■ SOURCE EXTRACT ■
····················

How AI works · what it can hold in mind

Context window

#beginner

30-second gist~30s read

The context window is everything an AI can "see" at once: your current message, the whole chat history, plus any documents you've pasted in. It has a hard limit. When you go past it, the earliest parts of the conversation quietly drop off.

This is why your fifty-message chat about a holiday plan eventually "forgets" the budget you mentioned in message three. The AI isn't being lazy. It's outside the window.

If you want more

How big is the window in 2026?~30s

It varies a lot by model. The biggest commercial models now hold roughly a million tokens — the equivalent of several full-length novels. Anthropic's top Claude models (Opus, Sonnet) and Google's Gemini 2.5 Pro all sit around this mark in early 2026. OpenAI's GPT-5 is in the same ballpark; the older GPT-4o capped at 128,000 tokens.

Older or smaller models (including some you'll meet on free tiers) cap out at 8,000 to 200,000 tokens — much less. If you've ever pasted a long PDF and the AI suddenly forgot the first half, that's what hit you.

What this looks like in practice~30s

Long chats slowly lose the original goal you stated.
Document Q&A misses sections far from where the question is being asked.
Copying a whole codebase in often loses files in the middle.
The fix is usually: start a fresh chat and re-paste only what matters.

····················

■ DATA BLOCK ■
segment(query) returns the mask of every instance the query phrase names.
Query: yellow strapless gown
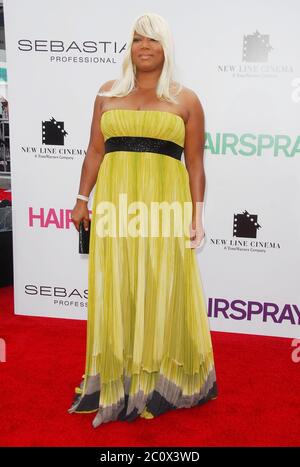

····················

■ WHAT THIS EXERCISE ASKS ■
1. In the context window page, turn the paragraph beginning "It varies a lot by model" into a short bulleted list that keeps its main facts.
2. From the context window page, output the part that opens with the words containing "Older or smaller" and closes with "what hit you.", copying it word for word.

■ ANSWERS TO THE EXERCISES ■
1.
- Window size varies widely from model to model.
- The biggest commercial models hold about a million tokens, which equals several full-length novels.
- In early 2026, Anthropic's top Claude models (Opus, Sonnet) and Google's Gemini 2.5 Pro sit around that size.
- OpenAI's GPT-5 is about the same. The older GPT-4o maxed out at 128,000 tokens.

2.
Older or smaller models (including some you'll meet on free tiers) cap out at 8,000 to 200,000 tokens — much less. If you've ever pasted a long PDF and the AI suddenly forgot the first half, that's what hit you.